# READING TEXT:
Kristin Smart, a 19 year old girl and a student of California Polytechnic State University, San Luis Obispo (Cal Poly), who went missing on 25 May 1996 was declared legally dead on 25 May 2002. She is presumed to have been abducted, raped and murdered at the end of her freshmen year at Cal Poly.
Paul Flores, who was also a student of Cal Poly had been the prime suspect for the murder of Smart because according to witnesses, Smart was last seen with him. But since Smart’s body has never been found and due to lack of evidence he never got arrested.
The case was reopened in 2019 after a witness named Jennifer Hudson gave a statement that she heard Flores bragging about killing Smart and burying her under his skate ramp back in the summer of 1996, months after Smart disappeared. Jennifer Hudson was one of Flores’ skating friends.
Experts investigated the scene behind Ruben Flores (Paul Flore’s Father) home after investigators got a search warrant for the premises in March 2021. Investigators found an area of disturbed soil behind the home, and testing of different sections of the soil yielded positive results for the presence of human blood.
Paul Flores, 45-year-old has been charged with Kristin Smart’s murder and Ruben Flores, 80 years old has been charged with being an accessory after the fact for allegedly helping keep Smart’s remains hidden all these years.

# MATERIAL PROVIDED:
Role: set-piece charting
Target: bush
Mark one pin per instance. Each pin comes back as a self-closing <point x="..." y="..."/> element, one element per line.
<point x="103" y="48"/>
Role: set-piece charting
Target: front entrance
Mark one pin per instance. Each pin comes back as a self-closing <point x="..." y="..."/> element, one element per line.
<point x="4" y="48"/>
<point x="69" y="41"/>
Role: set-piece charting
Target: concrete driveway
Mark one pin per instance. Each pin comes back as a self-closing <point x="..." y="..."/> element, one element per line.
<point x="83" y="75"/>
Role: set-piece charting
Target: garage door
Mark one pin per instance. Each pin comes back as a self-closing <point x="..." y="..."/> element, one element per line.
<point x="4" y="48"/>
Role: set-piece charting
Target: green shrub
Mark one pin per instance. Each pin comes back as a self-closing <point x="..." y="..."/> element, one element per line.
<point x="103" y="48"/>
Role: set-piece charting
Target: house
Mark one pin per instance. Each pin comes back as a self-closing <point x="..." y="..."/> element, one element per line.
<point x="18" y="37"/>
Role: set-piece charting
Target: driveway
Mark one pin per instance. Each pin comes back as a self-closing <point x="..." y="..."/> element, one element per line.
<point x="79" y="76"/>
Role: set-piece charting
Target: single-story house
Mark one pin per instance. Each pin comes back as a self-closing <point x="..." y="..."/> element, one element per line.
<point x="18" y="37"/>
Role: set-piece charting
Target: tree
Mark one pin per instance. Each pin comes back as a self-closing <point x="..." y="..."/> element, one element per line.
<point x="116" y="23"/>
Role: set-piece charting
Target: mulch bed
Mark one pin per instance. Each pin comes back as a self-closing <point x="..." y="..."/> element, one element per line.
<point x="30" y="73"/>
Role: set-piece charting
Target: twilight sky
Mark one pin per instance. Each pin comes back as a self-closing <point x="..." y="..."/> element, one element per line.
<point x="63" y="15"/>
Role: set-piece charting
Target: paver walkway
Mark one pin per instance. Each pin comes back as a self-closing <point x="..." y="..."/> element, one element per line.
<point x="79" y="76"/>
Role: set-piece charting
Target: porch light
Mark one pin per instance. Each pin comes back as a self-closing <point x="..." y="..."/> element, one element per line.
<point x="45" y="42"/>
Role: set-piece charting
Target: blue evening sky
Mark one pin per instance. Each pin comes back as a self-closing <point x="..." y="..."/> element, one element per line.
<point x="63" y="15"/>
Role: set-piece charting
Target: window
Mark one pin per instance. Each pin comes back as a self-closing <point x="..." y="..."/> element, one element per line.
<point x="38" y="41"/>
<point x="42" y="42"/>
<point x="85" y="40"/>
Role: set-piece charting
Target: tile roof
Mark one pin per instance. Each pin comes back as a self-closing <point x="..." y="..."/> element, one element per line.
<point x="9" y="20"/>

# ASSIGNMENT:
Return the text at the top about the Kristin Smart case in full, word for word.

# ANSWER SECTION:
Kristin Smart, a 19 year old girl and a student of California Polytechnic State University, San Luis Obispo (Cal Poly), who went missing on 25 May 1996 was declared legally dead on 25 May 2002. She is presumed to have been abducted, raped and murdered at the end of her freshmen year at Cal Poly.
Paul Flores, who was also a student of Cal Poly had been the prime suspect for the murder of Smart because according to witnesses, Smart was last seen with him. But since Smart’s body has never been found and due to lack of evidence he never got arrested.
The case was reopened in 2019 after a witness named Jennifer Hudson gave a statement that she heard Flores bragging about killing Smart and burying her under his skate ramp back in the summer of 1996, months after Smart disappeared. Jennifer Hudson was one of Flores’ skating friends.
Experts investigated the scene behind Ruben Flores (Paul Flore’s Father) home after investigators got a search warrant for the premises in March 2021. Investigators found an area of disturbed soil behind the home, and testing of different sections of the soil yielded positive results for the presence of human blood.
Paul Flores, 45-year-old has been charged with Kristin Smart’s murder and Ruben Flores, 80 years old has been charged with being an accessory after the fact for allegedly helping keep Smart’s remains hidden all these years.